Apply what you read
a: In the corn and cattle market commentary, how large was the ag relief package discussed at the White House event?
b: Write the next part of the corn and cattle market commentary, starting after its last sentence.

Curses foiled again! Many of us became familiar with that lament while watching the Adventures of Rocky and Bullwinkle cartoons back in the early 1960s, but it would seem to be an appropriate phrase for plain ol’ bulls in the corn market right now. Once again yesterday, we failed to sustain enough strength to close above critical levels of resistance that has foiled our attempt to rally for weeks now. Curses! Part of the early strength was derived from stories that China may be shopping for bargains as they begin the process of rebuilding corn inventories, but nothing has yet been confirmed. Where is Dudley Do-Right of the Canadian Mounties when you need him?
That is not a bad segue to some comments from the White House yesterday that may not have set well with Canada or Mexico. At an event to discuss the $19 billion ag relief package, President Trump remarked, “I read yesterday where we take some cattle in from other countries. We have trade deals. I think we should look at terminating those deals. We have a lot of cattle in this country.” Live cattle imports come from only Canada and Mexico, and the trade deal he must be referencing would, of course, have to be the United States-Mexico-Canada Agreement, which technically was just ratified in the past few months. I doubt, or at least hope the sentiment goes no further and as the President of the U.S. National Cattlemen’s Beef Association remarked, “It was something I wish the President hadn’t said.”

Source data

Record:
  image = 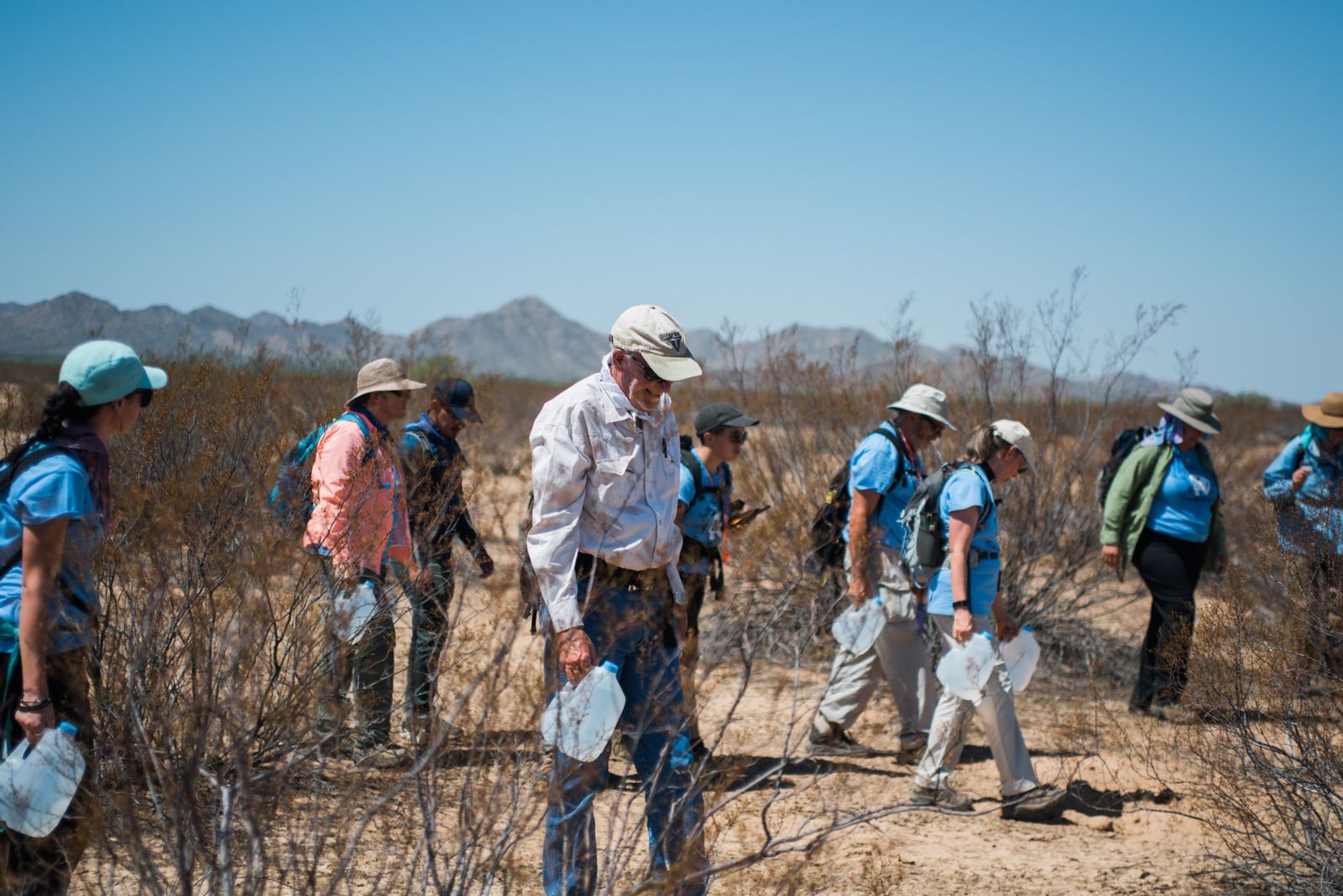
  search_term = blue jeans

Results of the tasks
a: It was a $19 billion package.

b:
The USDA did announce the payout levels for the coronavirus aid. Payments will be set at $.45 per bushel for beans, $.32 per bushels con, and $.18 per bushels for spring wheat, based on either half of 2019 production or inventory on hand as of January 15th, whichever is less. Barley, canola, cotton, and oats are also eligible for payments.
Time to check in on the U.S. Dollar once again, which has been under pressure this week. I maintain that one of the few things that has allowed our currency to hold current levels is the fact that the U.S. is considered the safe haven in times of uncertainty. If you buy our treasuries, you have little concern about liquidity or safety. That said, it is worth pointing out that even with all the volatility we have experienced, particularly the wild currency swings back in March, our Dollar has not gone anywhere and basically sits at the same level it was in September of last year. Barring another global panic, I believe the next real swing for this index will be to the downside.